##### DATA RECORDS

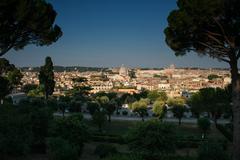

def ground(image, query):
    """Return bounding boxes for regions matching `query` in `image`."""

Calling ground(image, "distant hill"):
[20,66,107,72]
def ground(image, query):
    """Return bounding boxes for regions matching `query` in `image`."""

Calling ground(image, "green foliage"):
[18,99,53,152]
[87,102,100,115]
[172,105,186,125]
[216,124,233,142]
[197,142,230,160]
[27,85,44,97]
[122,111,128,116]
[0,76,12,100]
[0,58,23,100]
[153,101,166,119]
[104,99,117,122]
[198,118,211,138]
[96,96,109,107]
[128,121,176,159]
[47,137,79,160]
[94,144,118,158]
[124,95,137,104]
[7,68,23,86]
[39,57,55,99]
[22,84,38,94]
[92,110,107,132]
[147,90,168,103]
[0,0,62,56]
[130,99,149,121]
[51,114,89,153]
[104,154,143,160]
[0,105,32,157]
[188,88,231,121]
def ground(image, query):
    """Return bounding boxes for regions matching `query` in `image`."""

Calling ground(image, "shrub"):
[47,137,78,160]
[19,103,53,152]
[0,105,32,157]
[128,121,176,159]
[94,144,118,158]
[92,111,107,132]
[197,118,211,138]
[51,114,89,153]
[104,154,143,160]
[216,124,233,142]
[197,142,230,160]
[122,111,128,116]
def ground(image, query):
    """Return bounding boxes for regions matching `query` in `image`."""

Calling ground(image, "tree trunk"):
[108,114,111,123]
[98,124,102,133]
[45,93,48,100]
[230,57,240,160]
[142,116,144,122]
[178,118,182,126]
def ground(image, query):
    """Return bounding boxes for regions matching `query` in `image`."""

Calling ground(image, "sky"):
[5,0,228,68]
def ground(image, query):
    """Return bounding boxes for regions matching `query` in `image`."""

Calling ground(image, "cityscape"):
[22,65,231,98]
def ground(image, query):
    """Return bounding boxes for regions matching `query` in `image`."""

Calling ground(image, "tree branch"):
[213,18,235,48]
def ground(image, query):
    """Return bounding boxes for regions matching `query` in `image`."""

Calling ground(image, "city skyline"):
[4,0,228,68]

##########

_WORK TO BE COMPLETED:_
Reproduce the material from its start through the line containing "[188,88,231,121]", both ends included, and leave out the picture. Multiply every bounding-box coordinate in the answers by 0.7 and round each to a whole number, with halves rounding up.

_SOLVED PROBLEM:_
def ground(image, query):
    """Return bounding boxes for regions matching `query` in `image`."""

Calling ground(image, "distant hill"):
[14,46,75,50]
def ground(image, query):
    """Return bounding boxes for regions matching `query` in `image`."""

Calling ground(image, "green foliage"):
[13,69,37,106]
[61,71,70,81]
[120,74,130,88]
[151,87,163,99]
[138,99,161,112]
[19,60,31,68]
[85,78,90,81]
[0,53,8,70]
[0,41,16,70]
[107,71,116,83]
[73,69,82,85]
[139,83,148,97]
[67,67,76,75]
[90,85,123,111]
[33,96,55,112]
[66,101,83,111]
[87,67,96,73]
[5,48,16,60]
[27,40,39,69]
[15,59,27,66]
[64,77,75,92]
[103,63,118,72]
[0,0,43,39]
[91,69,104,85]
[36,80,62,107]
[73,108,100,112]
[0,74,22,110]
[132,62,162,85]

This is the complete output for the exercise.